(Records excerpted from a collection)
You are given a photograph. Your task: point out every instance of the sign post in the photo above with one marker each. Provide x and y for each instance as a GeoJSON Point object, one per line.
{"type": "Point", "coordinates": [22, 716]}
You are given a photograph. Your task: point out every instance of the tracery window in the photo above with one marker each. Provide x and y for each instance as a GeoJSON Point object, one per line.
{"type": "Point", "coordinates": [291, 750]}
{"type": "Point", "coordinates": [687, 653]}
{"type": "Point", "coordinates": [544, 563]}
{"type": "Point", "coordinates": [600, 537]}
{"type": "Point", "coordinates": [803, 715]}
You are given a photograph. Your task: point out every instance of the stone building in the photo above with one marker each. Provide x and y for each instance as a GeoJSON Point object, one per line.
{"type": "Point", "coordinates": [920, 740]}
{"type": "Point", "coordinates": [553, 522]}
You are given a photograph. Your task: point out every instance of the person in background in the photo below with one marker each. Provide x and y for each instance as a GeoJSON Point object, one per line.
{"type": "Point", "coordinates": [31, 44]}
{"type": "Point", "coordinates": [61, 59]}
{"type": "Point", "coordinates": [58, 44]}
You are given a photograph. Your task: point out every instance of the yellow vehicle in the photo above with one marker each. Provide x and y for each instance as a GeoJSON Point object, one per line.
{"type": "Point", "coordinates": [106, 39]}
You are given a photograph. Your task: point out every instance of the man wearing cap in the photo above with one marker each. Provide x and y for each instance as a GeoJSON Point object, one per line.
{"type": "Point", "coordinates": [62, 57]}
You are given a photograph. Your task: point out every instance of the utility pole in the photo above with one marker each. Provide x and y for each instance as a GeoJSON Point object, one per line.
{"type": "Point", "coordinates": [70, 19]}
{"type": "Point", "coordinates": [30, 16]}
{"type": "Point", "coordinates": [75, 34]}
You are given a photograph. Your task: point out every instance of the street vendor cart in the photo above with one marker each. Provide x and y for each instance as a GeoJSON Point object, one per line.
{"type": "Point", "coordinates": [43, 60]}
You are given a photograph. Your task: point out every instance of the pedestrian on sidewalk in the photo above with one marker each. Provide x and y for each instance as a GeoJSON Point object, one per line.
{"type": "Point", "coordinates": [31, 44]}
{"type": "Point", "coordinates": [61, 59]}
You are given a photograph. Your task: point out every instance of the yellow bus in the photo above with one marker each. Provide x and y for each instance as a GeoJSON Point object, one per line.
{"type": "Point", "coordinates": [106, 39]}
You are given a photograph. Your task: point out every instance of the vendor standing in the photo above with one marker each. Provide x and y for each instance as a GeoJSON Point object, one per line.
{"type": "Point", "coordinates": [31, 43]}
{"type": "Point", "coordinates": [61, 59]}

What is asked ▸
Rewrite the entire listing, renaming "marker" to "pin" everywhere and leaving all else unchanged.

Written reply ▸
You are given a photograph. Your task: point out every instance of the sign post in the photo above with one pin each. Provide x and y for each instance as a GeoJSON Point object, one per line.
{"type": "Point", "coordinates": [22, 716]}
You are given a photograph. Your task: point out every instance of the tracery window in the photo above with one pin each. Provide x and y for each instance as a GeoJSON Point object, one per line.
{"type": "Point", "coordinates": [291, 750]}
{"type": "Point", "coordinates": [687, 653]}
{"type": "Point", "coordinates": [544, 563]}
{"type": "Point", "coordinates": [600, 537]}
{"type": "Point", "coordinates": [803, 715]}
You are given a photograph. Your task: point out every instance of the stone building in the photo above with one pin each. Provide x and y for each instance as a GeoJSON Point object, one per line.
{"type": "Point", "coordinates": [920, 740]}
{"type": "Point", "coordinates": [553, 522]}
You are given a photograph. Your task: point out every instance of the person in background in the photo below with one pin each. Provide x and y for each instance as a GeoJSON Point object, one per line.
{"type": "Point", "coordinates": [31, 44]}
{"type": "Point", "coordinates": [61, 59]}
{"type": "Point", "coordinates": [58, 44]}
You are given a photograph. Your task: point out every instance of the yellow vehicle in the photo above with one pin each. Provide x and y for each instance as a GeoJSON Point object, one per line.
{"type": "Point", "coordinates": [106, 39]}
You are given a photograph. Your task: point out every instance of the man wearing cap in the photo above with one pin each. Provide x and y for each instance as a GeoJSON Point object, one per line.
{"type": "Point", "coordinates": [62, 57]}
You are given a photograph. Your task: point out every instance of the utility pole in the photo above with one pin each. Provide x and y for each instance as a GeoJSON Point object, one per line.
{"type": "Point", "coordinates": [70, 19]}
{"type": "Point", "coordinates": [30, 16]}
{"type": "Point", "coordinates": [75, 34]}
You are given a photograph. Your task: point out every instance of the street vendor cart in the photo above with one pin each. Provide x and y for each instance as a GeoJSON Point object, one per line.
{"type": "Point", "coordinates": [43, 60]}
You are given a photograph. Your task: point out every instance of the pedestrian on sidewalk in the photo above with one pin each. Provide x and y for each instance as a GeoJSON Point object, one per line.
{"type": "Point", "coordinates": [31, 44]}
{"type": "Point", "coordinates": [61, 59]}
You are given a photograph. Your task: point out every instance of the yellow bus in the photo above with one pin each. Provide x and y for each instance as a GeoJSON Point object, one per line.
{"type": "Point", "coordinates": [106, 39]}
You are given a photograph. Your task: point out every instance of the vendor standing in the photo above with one pin each. Provide x and y for each instance as a GeoJSON Point object, one per line.
{"type": "Point", "coordinates": [31, 43]}
{"type": "Point", "coordinates": [61, 59]}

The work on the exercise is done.